WORK REQUEST:
One part of the entries below is wanted: the lines from the one containing "Target: hairy stem" through the one containing "Target: standard petal". Write those out exactly and nothing else.

SUPPLIED DATA:
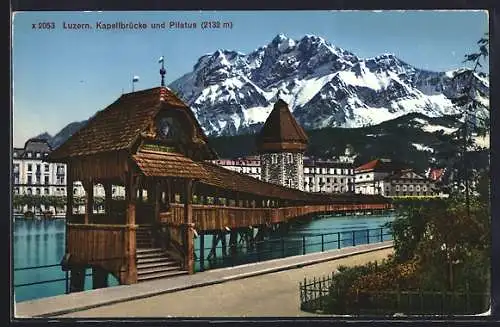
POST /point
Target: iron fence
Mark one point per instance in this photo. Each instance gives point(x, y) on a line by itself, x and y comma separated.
point(318, 295)
point(276, 247)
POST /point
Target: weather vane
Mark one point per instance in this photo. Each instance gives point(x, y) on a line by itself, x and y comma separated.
point(162, 71)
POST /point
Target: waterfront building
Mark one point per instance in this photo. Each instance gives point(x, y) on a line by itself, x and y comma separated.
point(249, 165)
point(281, 144)
point(367, 177)
point(328, 176)
point(33, 175)
point(387, 178)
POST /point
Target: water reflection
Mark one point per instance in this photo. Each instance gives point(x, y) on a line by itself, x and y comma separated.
point(44, 244)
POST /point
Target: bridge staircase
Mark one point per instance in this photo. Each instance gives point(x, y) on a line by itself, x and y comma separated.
point(153, 262)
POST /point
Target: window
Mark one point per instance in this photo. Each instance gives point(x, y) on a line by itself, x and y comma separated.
point(60, 170)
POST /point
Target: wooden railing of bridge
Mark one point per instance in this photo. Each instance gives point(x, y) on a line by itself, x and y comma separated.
point(214, 217)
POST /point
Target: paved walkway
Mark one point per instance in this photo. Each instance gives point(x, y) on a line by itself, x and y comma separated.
point(272, 294)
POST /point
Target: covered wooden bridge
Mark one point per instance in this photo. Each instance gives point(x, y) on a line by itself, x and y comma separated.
point(150, 143)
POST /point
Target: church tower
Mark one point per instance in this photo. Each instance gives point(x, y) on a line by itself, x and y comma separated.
point(281, 144)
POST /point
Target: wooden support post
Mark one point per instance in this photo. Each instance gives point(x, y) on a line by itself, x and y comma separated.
point(223, 243)
point(89, 200)
point(232, 242)
point(169, 191)
point(156, 200)
point(99, 278)
point(77, 280)
point(202, 251)
point(213, 250)
point(188, 223)
point(69, 203)
point(108, 197)
point(130, 275)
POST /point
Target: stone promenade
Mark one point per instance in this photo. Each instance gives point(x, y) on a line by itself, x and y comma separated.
point(269, 288)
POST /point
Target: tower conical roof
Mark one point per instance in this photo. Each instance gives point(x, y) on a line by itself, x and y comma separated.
point(281, 132)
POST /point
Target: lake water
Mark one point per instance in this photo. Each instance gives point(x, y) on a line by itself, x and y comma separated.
point(39, 243)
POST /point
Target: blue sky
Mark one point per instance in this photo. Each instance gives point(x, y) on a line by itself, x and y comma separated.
point(60, 76)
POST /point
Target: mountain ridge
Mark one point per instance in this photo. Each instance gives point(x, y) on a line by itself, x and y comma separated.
point(325, 86)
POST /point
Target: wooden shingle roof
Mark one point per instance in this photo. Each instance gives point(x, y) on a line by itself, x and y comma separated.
point(281, 132)
point(233, 181)
point(166, 164)
point(120, 124)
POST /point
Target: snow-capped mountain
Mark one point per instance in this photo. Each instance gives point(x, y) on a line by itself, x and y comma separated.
point(325, 86)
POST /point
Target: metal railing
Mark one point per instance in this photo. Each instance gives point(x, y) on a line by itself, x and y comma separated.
point(318, 295)
point(276, 247)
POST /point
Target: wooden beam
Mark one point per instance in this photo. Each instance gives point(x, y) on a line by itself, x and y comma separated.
point(69, 201)
point(108, 197)
point(188, 223)
point(89, 199)
point(157, 199)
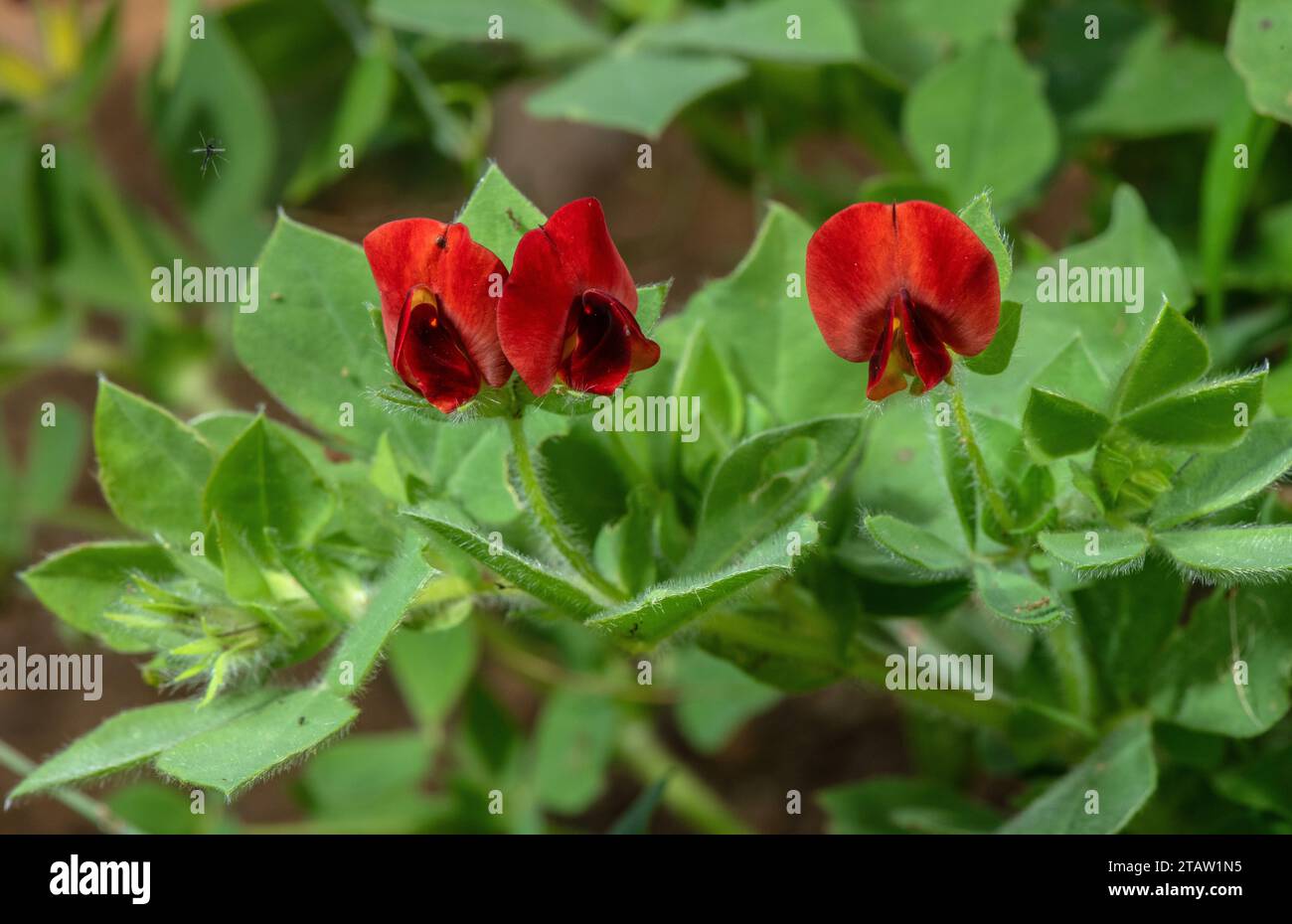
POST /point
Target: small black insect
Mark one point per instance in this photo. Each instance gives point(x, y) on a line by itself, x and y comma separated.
point(210, 151)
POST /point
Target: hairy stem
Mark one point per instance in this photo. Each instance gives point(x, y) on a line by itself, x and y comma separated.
point(993, 495)
point(547, 517)
point(91, 811)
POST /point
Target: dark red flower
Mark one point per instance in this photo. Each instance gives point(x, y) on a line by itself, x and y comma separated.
point(911, 277)
point(568, 306)
point(439, 292)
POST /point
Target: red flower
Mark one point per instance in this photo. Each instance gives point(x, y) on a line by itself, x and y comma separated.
point(909, 275)
point(439, 292)
point(568, 306)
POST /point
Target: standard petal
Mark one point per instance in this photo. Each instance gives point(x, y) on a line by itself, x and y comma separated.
point(466, 278)
point(470, 280)
point(535, 309)
point(950, 274)
point(581, 237)
point(852, 275)
point(400, 253)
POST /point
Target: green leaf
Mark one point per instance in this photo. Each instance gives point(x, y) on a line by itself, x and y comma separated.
point(1227, 670)
point(232, 756)
point(317, 286)
point(81, 583)
point(982, 220)
point(1212, 413)
point(705, 377)
point(1109, 331)
point(1260, 783)
point(129, 738)
point(362, 645)
point(636, 820)
point(1055, 426)
point(896, 805)
point(498, 215)
point(715, 699)
point(633, 89)
point(544, 26)
point(1125, 622)
point(151, 467)
point(1172, 356)
point(760, 319)
point(537, 579)
point(1096, 552)
point(1226, 192)
point(572, 744)
point(650, 304)
point(1016, 597)
point(916, 545)
point(55, 462)
point(358, 115)
point(362, 770)
point(1214, 481)
point(1258, 39)
point(761, 30)
point(995, 358)
point(567, 464)
point(666, 607)
point(1236, 554)
point(1122, 770)
point(763, 484)
point(989, 107)
point(244, 579)
point(263, 482)
point(433, 669)
point(1164, 82)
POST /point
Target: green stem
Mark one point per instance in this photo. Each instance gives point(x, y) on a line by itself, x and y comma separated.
point(686, 795)
point(995, 499)
point(547, 517)
point(91, 811)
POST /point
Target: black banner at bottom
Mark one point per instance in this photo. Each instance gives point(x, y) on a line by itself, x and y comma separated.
point(138, 875)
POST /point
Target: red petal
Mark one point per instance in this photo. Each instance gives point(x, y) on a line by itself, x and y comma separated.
point(465, 278)
point(429, 353)
point(555, 265)
point(605, 345)
point(867, 253)
point(951, 277)
point(929, 357)
point(852, 277)
point(884, 378)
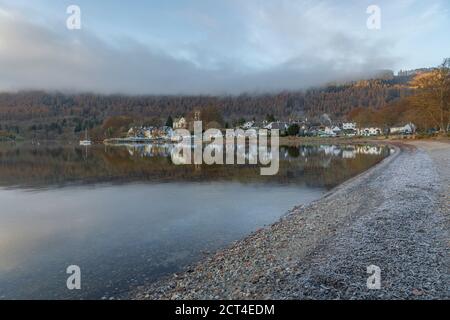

TASK RESULT:
Target: hairy stem
Mark one point per instance in this photo. Each instance gives point(x, y) on a line by itself, x and y comma separated.
point(993, 495)
point(547, 517)
point(91, 811)
POST /point
Target: dark red flower
Mark one point per instance in this photo. Each instance gives point(x, y) on a line by itself, x and y comma separated.
point(911, 277)
point(568, 306)
point(439, 292)
POST /point
Target: red flower
Mark one point per instance in this photo. Each instance gives point(x, y) on a line by itself, x and y comma separated.
point(909, 275)
point(439, 292)
point(568, 306)
POST /point
Target: standard petal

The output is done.